Reproduce the records below in full, substituting "image" for every occurrence of "photo" and leaving all other text unchanged.
____ DATASET EXTRACT
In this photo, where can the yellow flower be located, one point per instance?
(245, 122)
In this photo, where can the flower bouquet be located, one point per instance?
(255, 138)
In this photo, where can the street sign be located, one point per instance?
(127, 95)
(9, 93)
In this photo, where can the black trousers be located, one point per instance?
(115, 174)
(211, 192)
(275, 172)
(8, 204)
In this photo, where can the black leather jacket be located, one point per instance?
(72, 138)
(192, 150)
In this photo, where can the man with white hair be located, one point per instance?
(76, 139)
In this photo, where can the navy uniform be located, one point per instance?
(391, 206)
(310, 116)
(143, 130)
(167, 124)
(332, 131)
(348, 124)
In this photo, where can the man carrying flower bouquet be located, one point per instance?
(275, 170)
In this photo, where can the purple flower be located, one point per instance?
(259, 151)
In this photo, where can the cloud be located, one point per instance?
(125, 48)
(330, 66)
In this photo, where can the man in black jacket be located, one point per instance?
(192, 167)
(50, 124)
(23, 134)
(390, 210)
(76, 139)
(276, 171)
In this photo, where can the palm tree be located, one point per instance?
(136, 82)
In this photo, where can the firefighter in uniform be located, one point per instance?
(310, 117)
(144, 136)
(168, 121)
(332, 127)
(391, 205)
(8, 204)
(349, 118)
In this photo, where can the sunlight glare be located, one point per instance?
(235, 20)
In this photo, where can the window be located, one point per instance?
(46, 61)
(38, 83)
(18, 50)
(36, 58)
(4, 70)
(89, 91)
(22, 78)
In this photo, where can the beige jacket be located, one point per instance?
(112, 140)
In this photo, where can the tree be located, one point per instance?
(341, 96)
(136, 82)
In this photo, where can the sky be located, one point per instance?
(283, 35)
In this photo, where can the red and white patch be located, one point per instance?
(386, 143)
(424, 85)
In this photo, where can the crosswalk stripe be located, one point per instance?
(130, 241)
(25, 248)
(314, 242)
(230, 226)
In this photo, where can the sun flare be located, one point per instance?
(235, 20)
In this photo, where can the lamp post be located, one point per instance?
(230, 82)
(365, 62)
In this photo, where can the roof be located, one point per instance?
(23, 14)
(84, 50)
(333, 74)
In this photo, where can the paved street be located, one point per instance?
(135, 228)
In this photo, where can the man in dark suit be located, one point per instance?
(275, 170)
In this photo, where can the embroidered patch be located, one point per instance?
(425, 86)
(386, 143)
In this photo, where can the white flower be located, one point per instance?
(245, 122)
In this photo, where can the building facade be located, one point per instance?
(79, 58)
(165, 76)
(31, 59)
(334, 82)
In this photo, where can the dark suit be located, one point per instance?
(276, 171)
________
EXERCISE OUTPUT:
In this image, where can the yellow flower be located, one point per instance?
(245, 122)
In this image, where can the flower bouquet be located, one point per instance?
(255, 138)
In this image, where can the street sign be located, one point per instance?
(127, 95)
(9, 93)
In this image, where can the black trousers be located, one point per instance?
(115, 174)
(211, 192)
(275, 172)
(8, 204)
In this image, where can the black leather jacket be located, one point per instance?
(72, 138)
(192, 150)
In this image, where can the man with white hair be located, one point per instance?
(76, 139)
In this image, where can the navy uniform be located, one point per instance?
(391, 206)
(310, 116)
(143, 130)
(167, 124)
(332, 131)
(348, 124)
In this image, where can the man carrying flower bouquet be located, one point per instance?
(275, 170)
In this image, where can the purple flower be located, one point per instance?
(259, 151)
In this image, where can the cloud be located, one point per instance?
(125, 48)
(330, 66)
In this image, where can the man in black jacket be located, one point per instance?
(192, 167)
(50, 124)
(23, 134)
(390, 210)
(76, 139)
(276, 171)
In this image, where can the palm tree be located, one point per instance?
(136, 82)
In this image, where can the firefighter in uniform be located, one point per instance?
(310, 117)
(144, 136)
(168, 121)
(332, 127)
(391, 205)
(8, 204)
(349, 118)
In this image, where can the sunlight glare be located, one point per instance?
(235, 20)
In this image, where can the window be located, one point per instance?
(46, 61)
(38, 83)
(18, 50)
(36, 58)
(4, 70)
(89, 91)
(22, 78)
In this image, where can the beige jacket be located, one point per instance?
(112, 140)
In this image, where can the tree be located, one point per instance?
(341, 96)
(136, 82)
In this image, where can the sky be located, one point per instance?
(283, 35)
In this image, where can the red and white patch be located, one point per instance?
(386, 143)
(424, 85)
In this image, where can the crosswalk stripe be located, one point per instance?
(130, 241)
(25, 248)
(314, 242)
(230, 226)
In this image, where can the sun flare be located, one point per instance?
(235, 20)
In this image, where can the lamp post be located, one point per instance?
(230, 82)
(365, 62)
In this image, where can the roof be located, one point per instance?
(23, 14)
(84, 50)
(333, 74)
In this image, where can the paved street be located, one point per instance?
(135, 228)
In this image, where can the man in dark suit be located, one point per instance?
(275, 170)
In this image, where can the embroidered patch be located, one point per instance?
(425, 86)
(386, 143)
In this image, where can the white flower be located, one point per instance?
(245, 122)
In this image, where can the building facade be located, one point per instance?
(79, 58)
(165, 76)
(31, 59)
(334, 82)
In this image, where can the dark suit be located, one point per instance?
(276, 171)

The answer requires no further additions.